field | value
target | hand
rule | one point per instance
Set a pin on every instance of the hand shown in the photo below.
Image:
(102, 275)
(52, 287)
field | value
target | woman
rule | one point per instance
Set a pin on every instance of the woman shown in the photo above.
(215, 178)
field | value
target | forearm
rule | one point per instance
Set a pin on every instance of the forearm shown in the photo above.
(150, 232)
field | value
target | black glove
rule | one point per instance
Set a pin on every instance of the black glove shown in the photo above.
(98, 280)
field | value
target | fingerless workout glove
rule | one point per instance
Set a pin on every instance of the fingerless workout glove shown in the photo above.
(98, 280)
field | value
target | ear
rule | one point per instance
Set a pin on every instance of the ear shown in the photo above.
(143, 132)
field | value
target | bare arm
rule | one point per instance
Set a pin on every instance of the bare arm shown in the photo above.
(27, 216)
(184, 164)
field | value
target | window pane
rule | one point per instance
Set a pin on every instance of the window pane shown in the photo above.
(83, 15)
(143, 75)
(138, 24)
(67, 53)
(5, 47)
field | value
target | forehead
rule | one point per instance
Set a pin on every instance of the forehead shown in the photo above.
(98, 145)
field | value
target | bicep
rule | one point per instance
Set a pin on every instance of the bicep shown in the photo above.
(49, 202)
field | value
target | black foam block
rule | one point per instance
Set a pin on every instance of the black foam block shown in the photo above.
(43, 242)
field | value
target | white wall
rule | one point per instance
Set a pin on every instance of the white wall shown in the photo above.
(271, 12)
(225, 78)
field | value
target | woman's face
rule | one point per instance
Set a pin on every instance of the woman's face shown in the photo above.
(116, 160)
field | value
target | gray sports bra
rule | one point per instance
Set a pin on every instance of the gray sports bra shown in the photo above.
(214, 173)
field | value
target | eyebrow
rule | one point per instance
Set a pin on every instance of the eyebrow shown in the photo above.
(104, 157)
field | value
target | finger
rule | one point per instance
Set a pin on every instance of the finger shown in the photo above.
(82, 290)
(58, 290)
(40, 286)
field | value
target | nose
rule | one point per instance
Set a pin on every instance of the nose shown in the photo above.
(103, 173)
------------------------------------
THE TASK: Which lines in the data above contain the string "glove"? Return each of them, treating uppercase and lowercase letters as distinct.

FULL SOLUTION:
target | black glove
Set a pin on every instance of the black glove shown in the photo above.
target | fingerless workout glove
Set a pin on every instance of the fingerless workout glove shown in the photo above.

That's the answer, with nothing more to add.